EXERCISE: Which lines in the records below contain the word "here"? Return each of them.

-- Opening Marker --

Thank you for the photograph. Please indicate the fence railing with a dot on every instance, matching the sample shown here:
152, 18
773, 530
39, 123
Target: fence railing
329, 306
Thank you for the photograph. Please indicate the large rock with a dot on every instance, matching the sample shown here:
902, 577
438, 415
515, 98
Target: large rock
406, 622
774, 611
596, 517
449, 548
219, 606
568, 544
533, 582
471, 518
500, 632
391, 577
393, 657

-- Closing Marker --
-- Opening Marker --

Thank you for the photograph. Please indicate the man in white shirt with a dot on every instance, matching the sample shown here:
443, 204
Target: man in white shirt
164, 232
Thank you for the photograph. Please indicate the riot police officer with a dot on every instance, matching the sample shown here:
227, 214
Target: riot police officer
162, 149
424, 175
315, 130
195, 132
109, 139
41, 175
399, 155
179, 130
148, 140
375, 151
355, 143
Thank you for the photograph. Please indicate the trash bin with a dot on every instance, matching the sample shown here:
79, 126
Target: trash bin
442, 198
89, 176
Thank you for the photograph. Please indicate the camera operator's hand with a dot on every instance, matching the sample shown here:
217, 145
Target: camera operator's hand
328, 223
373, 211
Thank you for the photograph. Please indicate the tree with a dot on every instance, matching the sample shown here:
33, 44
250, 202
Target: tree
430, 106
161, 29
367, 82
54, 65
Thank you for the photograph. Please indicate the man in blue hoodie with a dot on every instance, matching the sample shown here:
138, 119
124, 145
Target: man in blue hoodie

-- Closing Marker --
-- Opening Marker --

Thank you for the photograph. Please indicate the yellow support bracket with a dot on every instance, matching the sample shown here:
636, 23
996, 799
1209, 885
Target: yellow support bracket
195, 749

-- Closing Marker --

TASK ANSWER:
Thank you for the photograph. Please indicate the fence railing with a dot on every instance, matching the sample shown here:
Thank you for the photograph. Please indicate the large rock with a dot on every instance, matching the sample shown here:
Thank you for the photograph. Please indicate the man in white shirt with a dot on every instance, matching the sample shown here:
Thank you for the photograph. Please indicate the riot police officer with a dot on every instance, matching the sample shown here:
Thank you for the photograph. Please indicate the trash bin with a dot on every instance, matching the sample shown here:
Thank you for the photograph. Please indicate the camera operator's hand with a dot on every instance, matching the sample shown here:
Thank you for the photograph. Please indicate the tree with a dot on every instance, matching the sample shown here:
Thank you for the photograph. Please indicate the man in blue hoodie with a dot on every instance, matching the sample shown here:
Thank you for the photograph. Please indicate the yellow support bracket with a dot on every instance, matching the sample shown here:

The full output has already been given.